**GIVEN TEXT:**
==*==

Jamie Iannone, president of B&N's digital products group, called the $249 Wi-Fi-equipped Color Nook a "reader's tablet."

The device, based on the Android 2.0 OS, is due in late November in Barnes & Noble, Best Buy, Walmart and Books-A-Million stores. It will join B&N's $149 Nook Wi-Fi and $199 Nook 3G, both with black-and-white E-Ink screens, which eliminate glare in the daylight.

In touting the device's e-reader suitability, the company cited the 7-inch capacitive touchscreen, which features proprietary LG technology said to maximize the readability of the back-lit screen while minimizing, but not eliminating, glare. The display also features in-plane switching (IPS) like the iPad to deliver a 170-degree viewing angle, and 1,024 by 600 resolution, which delivers more pixels per inch than the larger iPad despite the iPad's higher resolution screen, company representatives said. The screen displays more than 16 million colors.

Compared to larger tablets such as the iPad, the Color Nook is also well-suited for reading because of its light weight, at 15.8 ounces, and small size, at 8.1 inches by 5 inches by 0.48 inches, the company said.

The device delivers eight hours of reading time, stores audio and video files for portable playback, and browses the web, though the initial versions lacks Adobe Flash support, the most popular video format in use on the web.

The Color Nook will also download Android apps from a B&N store. Although it won't download apps directly from Google's Android Marketplace, B&N said it would be easy for Android-app developers to port their existing Android apps to B&N's store.

Like tablets, the device stores music, video and photo files and comes with Microsoft Office file-viewing software.

It also features an included Pandora Internet radio app.

The device will also display magazines in full color as well as more than 100 color picture books for children with such features as limited animation, sound effects and interactivity. The picture books will also read themselves if a parent is too tired to read the book for their child.

Other features include 8GB of embedded memory and 32GB microSD card slot.

The device isn't the first color LCD touchscreen ereader based on the Android OS. Pandigital earlier announced a $199 7-inch Novel with integrated Barnes & Noble bookstore, but that model offers fewer features and comes with 800 by 600 resistive touchscreen, with stylus included. Like the Color Nook, it lacks access to the Android Marketplace.

 For its current Nooks, B&N plans a software upgrade available in mid- to late November.

==*==

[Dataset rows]
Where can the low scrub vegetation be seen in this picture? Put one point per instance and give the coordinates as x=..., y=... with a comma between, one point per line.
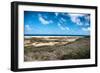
x=78, y=49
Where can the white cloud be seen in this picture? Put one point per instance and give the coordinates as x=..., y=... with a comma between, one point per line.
x=56, y=13
x=43, y=21
x=75, y=19
x=63, y=19
x=62, y=28
x=28, y=28
x=86, y=29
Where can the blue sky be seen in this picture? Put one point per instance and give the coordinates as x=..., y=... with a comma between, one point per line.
x=57, y=23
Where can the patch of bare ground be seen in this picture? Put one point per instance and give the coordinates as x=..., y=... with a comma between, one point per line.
x=41, y=50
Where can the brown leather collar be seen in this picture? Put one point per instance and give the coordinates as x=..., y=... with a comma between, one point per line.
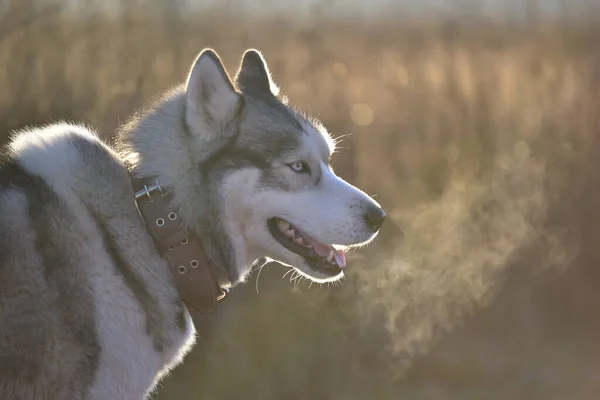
x=194, y=276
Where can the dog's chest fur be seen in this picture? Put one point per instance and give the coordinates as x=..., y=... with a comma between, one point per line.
x=88, y=309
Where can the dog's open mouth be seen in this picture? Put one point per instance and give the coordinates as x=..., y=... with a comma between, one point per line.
x=322, y=257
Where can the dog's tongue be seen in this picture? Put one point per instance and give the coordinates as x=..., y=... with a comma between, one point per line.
x=323, y=251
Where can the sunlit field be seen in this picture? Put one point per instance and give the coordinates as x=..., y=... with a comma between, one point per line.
x=477, y=135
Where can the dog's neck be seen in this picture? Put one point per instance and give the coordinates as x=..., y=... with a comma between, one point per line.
x=157, y=146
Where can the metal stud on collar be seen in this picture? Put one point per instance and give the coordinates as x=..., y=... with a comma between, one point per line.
x=148, y=190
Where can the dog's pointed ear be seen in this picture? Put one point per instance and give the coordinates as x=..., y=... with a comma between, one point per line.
x=254, y=75
x=211, y=99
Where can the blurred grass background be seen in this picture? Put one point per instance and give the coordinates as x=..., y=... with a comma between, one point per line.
x=476, y=131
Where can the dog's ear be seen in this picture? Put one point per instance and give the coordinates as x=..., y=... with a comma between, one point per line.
x=211, y=99
x=254, y=75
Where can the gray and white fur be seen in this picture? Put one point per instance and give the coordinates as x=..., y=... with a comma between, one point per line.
x=88, y=308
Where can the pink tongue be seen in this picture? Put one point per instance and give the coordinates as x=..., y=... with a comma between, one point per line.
x=319, y=248
x=323, y=250
x=340, y=258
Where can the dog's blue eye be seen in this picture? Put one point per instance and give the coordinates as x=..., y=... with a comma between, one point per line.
x=299, y=167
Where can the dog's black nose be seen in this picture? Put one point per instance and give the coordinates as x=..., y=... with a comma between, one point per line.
x=375, y=217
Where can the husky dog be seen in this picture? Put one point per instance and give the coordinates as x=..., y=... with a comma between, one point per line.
x=88, y=306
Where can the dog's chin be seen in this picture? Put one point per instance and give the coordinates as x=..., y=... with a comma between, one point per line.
x=305, y=259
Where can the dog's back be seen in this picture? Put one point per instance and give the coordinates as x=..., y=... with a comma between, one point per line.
x=87, y=308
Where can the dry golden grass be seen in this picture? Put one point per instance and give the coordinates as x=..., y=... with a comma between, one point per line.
x=473, y=135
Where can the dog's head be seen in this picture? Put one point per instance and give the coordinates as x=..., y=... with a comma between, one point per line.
x=270, y=179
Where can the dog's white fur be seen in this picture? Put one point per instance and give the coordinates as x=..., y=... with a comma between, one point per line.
x=88, y=308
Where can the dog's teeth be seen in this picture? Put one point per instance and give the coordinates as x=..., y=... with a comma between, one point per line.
x=330, y=256
x=283, y=226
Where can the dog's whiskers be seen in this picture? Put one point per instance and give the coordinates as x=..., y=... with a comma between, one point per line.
x=288, y=271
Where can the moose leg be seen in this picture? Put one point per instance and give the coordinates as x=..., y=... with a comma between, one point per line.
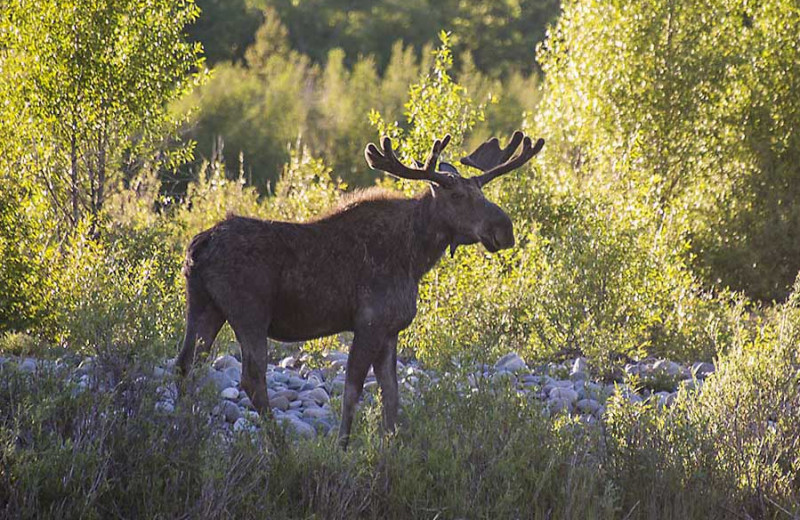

==*==

**WHAT THE EXERCISE ASKS:**
According to the Color Nook article, how much does the device weigh?

**SOLUTION TO THE PROBLEM:**
15.8 ounces